### INPUT RECORDS:
━━━━━━━━━━━━━━━━━━━━━━━━━━━━━━

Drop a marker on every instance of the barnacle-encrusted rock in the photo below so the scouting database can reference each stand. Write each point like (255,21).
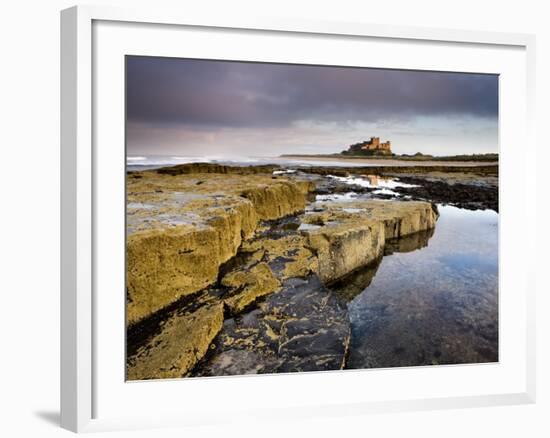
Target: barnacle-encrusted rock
(302,327)
(182,342)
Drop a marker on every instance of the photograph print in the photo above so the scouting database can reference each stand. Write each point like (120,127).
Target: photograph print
(291,218)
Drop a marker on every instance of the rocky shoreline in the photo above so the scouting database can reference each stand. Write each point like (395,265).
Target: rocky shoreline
(236,270)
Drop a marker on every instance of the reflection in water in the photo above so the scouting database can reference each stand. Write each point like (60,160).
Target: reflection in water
(351,285)
(435,305)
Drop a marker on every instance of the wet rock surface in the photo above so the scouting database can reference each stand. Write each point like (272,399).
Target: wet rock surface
(303,327)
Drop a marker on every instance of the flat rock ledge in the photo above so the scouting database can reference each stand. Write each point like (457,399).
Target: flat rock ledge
(261,298)
(182,228)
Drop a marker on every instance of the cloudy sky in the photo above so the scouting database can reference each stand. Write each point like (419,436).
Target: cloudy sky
(218,108)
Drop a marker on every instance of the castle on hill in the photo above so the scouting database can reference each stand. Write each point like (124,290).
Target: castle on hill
(370,147)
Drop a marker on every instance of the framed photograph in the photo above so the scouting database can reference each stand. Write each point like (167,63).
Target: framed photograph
(288,218)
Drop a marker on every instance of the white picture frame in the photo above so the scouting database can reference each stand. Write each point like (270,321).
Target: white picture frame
(84,173)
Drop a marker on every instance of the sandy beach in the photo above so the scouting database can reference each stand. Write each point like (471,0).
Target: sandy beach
(389,162)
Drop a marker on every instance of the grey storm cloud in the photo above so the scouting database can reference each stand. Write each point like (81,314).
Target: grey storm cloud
(240,94)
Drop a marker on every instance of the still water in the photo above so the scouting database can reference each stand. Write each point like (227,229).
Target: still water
(433,300)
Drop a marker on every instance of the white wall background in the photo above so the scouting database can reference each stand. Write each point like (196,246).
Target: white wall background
(29,216)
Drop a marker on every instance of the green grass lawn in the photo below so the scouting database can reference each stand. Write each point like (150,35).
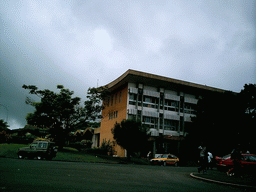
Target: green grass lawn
(247,179)
(68,154)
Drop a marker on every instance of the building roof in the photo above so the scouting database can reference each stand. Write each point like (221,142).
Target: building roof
(133,76)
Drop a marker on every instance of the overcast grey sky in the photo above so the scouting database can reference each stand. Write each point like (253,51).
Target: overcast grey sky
(76,43)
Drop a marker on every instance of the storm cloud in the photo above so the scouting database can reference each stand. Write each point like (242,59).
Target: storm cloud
(82,44)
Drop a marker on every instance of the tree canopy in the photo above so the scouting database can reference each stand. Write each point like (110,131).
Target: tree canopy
(3,125)
(223,120)
(61,111)
(131,135)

━━━━━━━━━━━━━━━━━━━━━━━━━━━━━━

### GIVEN REQUEST:
Format the data as a numbered list, from the line containing "Drop a marker on every instance of the storm" through the end of the data, leaving out blank lines.

### WRITTEN RESPONSE:
1. Drop a marker on every instance of the storm cloud in the photo above so the scouting database can reference each stand. Write each point like (242,59).
2. Target: storm cloud
3. (82,44)
4. Drop a marker on every instance of the tree canopy in the photo above so the scouting database can reference each stand. Write each point like (110,131).
5. Target: tree canopy
6. (3,125)
7. (223,120)
8. (61,111)
9. (131,135)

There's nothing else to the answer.